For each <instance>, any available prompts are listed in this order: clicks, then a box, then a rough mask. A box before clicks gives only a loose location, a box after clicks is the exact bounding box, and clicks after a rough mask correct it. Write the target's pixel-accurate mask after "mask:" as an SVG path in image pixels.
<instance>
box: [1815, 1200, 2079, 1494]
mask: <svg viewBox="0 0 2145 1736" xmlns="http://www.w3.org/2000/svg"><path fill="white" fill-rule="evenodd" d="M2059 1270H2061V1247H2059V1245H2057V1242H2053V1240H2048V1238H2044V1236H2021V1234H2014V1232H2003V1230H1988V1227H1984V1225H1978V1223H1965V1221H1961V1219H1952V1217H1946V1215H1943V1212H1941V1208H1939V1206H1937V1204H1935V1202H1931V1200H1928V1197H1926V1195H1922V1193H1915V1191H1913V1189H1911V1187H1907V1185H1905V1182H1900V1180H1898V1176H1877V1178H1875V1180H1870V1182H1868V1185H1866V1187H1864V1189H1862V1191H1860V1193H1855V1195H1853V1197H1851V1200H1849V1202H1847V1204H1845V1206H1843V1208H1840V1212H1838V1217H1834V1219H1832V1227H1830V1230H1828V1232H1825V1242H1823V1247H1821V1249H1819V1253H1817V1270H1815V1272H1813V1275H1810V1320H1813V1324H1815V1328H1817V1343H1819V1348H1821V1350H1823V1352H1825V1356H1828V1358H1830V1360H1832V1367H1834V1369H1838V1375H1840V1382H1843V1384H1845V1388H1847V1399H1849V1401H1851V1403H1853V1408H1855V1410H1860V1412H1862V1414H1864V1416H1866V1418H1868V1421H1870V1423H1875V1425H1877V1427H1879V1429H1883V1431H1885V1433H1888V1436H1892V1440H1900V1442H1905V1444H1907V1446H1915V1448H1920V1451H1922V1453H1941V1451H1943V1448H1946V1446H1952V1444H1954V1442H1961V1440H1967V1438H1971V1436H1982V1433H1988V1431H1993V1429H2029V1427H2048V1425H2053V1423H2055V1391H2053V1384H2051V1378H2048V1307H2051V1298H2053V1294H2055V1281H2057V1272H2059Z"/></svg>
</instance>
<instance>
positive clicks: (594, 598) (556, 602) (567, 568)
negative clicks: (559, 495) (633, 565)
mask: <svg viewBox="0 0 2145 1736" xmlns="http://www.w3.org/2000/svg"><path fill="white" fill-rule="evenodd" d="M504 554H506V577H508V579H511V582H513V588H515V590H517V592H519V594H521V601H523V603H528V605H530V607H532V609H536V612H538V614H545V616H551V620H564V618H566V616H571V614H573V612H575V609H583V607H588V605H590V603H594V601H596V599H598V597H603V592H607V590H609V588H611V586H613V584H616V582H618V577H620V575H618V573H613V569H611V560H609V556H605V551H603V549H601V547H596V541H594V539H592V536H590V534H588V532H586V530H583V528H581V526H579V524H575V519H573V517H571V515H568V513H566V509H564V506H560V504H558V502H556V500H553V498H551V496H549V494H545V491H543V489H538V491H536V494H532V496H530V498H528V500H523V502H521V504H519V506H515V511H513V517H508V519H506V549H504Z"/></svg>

● ● ● ●

All lines above are to be transcribed exactly.

→ **PROBLEM SOLUTION**:
For each <instance>, any available prompts are listed in this order: clicks, then a box, then a rough mask. A box before clicks gives only a loose location, a box after clicks is the exact bounding box, and clicks after a rough mask correct it. Write the target's pixel-accurate mask after "mask:" as an SVG path in image pixels.
<instance>
box: [1815, 1200, 2079, 1494]
mask: <svg viewBox="0 0 2145 1736" xmlns="http://www.w3.org/2000/svg"><path fill="white" fill-rule="evenodd" d="M2059 1270H2061V1247H2059V1245H2057V1242H2053V1240H2048V1238H2044V1236H2021V1234H2014V1232H2003V1230H1988V1227H1984V1225H1978V1223H1965V1221H1961V1219H1952V1217H1946V1215H1943V1212H1941V1208H1939V1206H1937V1204H1935V1202H1931V1200H1928V1197H1926V1195H1922V1193H1915V1191H1913V1189H1911V1187H1907V1185H1905V1182H1900V1180H1898V1176H1877V1178H1875V1180H1870V1182H1868V1185H1866V1187H1864V1189H1862V1191H1860V1193H1855V1195H1853V1197H1851V1200H1849V1202H1847V1204H1845V1206H1843V1208H1840V1212H1838V1217H1834V1219H1832V1227H1830V1230H1828V1232H1825V1242H1823V1247H1821V1249H1819V1253H1817V1270H1815V1272H1813V1275H1810V1320H1813V1324H1815V1328H1817V1343H1819V1348H1821V1350H1823V1352H1825V1356H1828V1358H1830V1360H1832V1367H1834V1369H1838V1375H1840V1382H1843V1384H1845V1388H1847V1399H1849V1401H1851V1403H1853V1408H1855V1410H1860V1412H1862V1414H1864V1416H1866V1418H1868V1421H1870V1423H1875V1425H1877V1427H1879V1429H1883V1431H1885V1433H1888V1436H1892V1440H1900V1442H1905V1444H1907V1446H1915V1448H1920V1451H1922V1453H1941V1451H1943V1448H1946V1446H1952V1444H1954V1442H1961V1440H1967V1438H1971V1436H1982V1433H1988V1431H1993V1429H2029V1427H2048V1425H2053V1423H2055V1391H2053V1384H2051V1378H2048V1307H2051V1298H2053V1294H2055V1281H2057V1272H2059Z"/></svg>
</instance>
<instance>
positive clicks: (594, 598) (556, 602) (567, 568)
negative clicks: (559, 495) (633, 565)
mask: <svg viewBox="0 0 2145 1736" xmlns="http://www.w3.org/2000/svg"><path fill="white" fill-rule="evenodd" d="M504 554H506V577H508V579H511V582H513V588H515V590H517V592H519V594H521V601H523V603H528V605H530V607H532V609H536V612H538V614H545V616H551V620H564V618H566V616H571V614H573V612H575V609H583V607H588V605H590V603H594V601H596V599H598V597H603V592H607V590H609V588H611V586H613V584H616V582H618V577H620V575H618V573H613V569H611V560H609V556H605V551H603V549H601V547H596V541H594V539H592V536H590V534H588V532H586V530H583V528H581V526H579V524H575V519H573V517H571V515H568V513H566V509H564V506H560V504H558V502H556V500H553V498H551V496H549V494H545V491H543V489H538V491H536V494H532V496H530V498H528V500H523V502H521V504H519V506H515V511H513V517H508V519H506V549H504Z"/></svg>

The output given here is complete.